Nottingham Colour Guide
Nottingham Colour Guide
In looking at the options that are available for the open access dissemination
of research outputs, authors are faced with various colour terms. These have
been developed over time to deal with different options and models within the
open access world, but can be quite confusing when first encountered. This
document briefly summarises the colour terminology of open access as it
affects authors.
There are two main routes that an author can follow to make their research
articles available as open access. These two routes are open access journals
and open access repositories.
Although there is much debate about open access publishing and it may
seem a revolutionary change, as a journal system of publication this is very
similar to what has always existed. The significant difference is just the
business model that is used to recover the costs of publication.

Problem set:
a) Answer the following questions using the Nottingham Colour Guide above.
(i) What two main routes can an author follow to make research articles available as open access?
(ii) How, according to the text, can the color terms be when first encountered?
(iii) What is the significant difference between open access publishing and the journal system that has always existed?
b) Duplicate the portion of the Nottingham Colour Guide between "There are two" and "costs of publication.", inclusive.

Data listing:
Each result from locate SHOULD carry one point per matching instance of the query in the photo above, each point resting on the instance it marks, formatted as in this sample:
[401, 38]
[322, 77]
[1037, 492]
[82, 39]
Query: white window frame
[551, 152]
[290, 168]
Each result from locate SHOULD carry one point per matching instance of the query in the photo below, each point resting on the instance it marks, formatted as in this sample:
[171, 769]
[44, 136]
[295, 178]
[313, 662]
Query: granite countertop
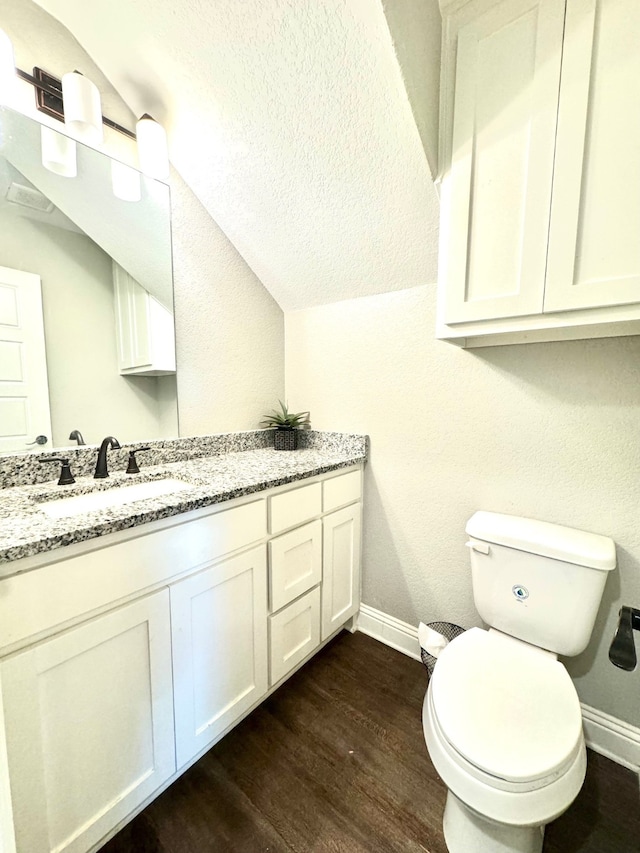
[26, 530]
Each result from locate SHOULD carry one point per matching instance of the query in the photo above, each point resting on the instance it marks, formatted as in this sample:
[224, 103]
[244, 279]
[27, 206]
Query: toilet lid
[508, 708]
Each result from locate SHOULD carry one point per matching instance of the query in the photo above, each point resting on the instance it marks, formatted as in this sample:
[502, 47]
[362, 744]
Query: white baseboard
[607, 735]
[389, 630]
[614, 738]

Results of the exercise:
a)
(i) Open access journals and open access repositories.
(ii) Quite confusing.
(iii) The business model used to recover the costs of publication.

b)
There are two main routes that an author can follow to make their research
articles available as open access. These two routes are open access journals
and open access repositories.
Although there is much debate about open access publishing and it may
seem a revolutionary change, as a journal system of publication this is very
similar to what has always existed. The significant difference is just the
business model that is used to recover the costs of publication.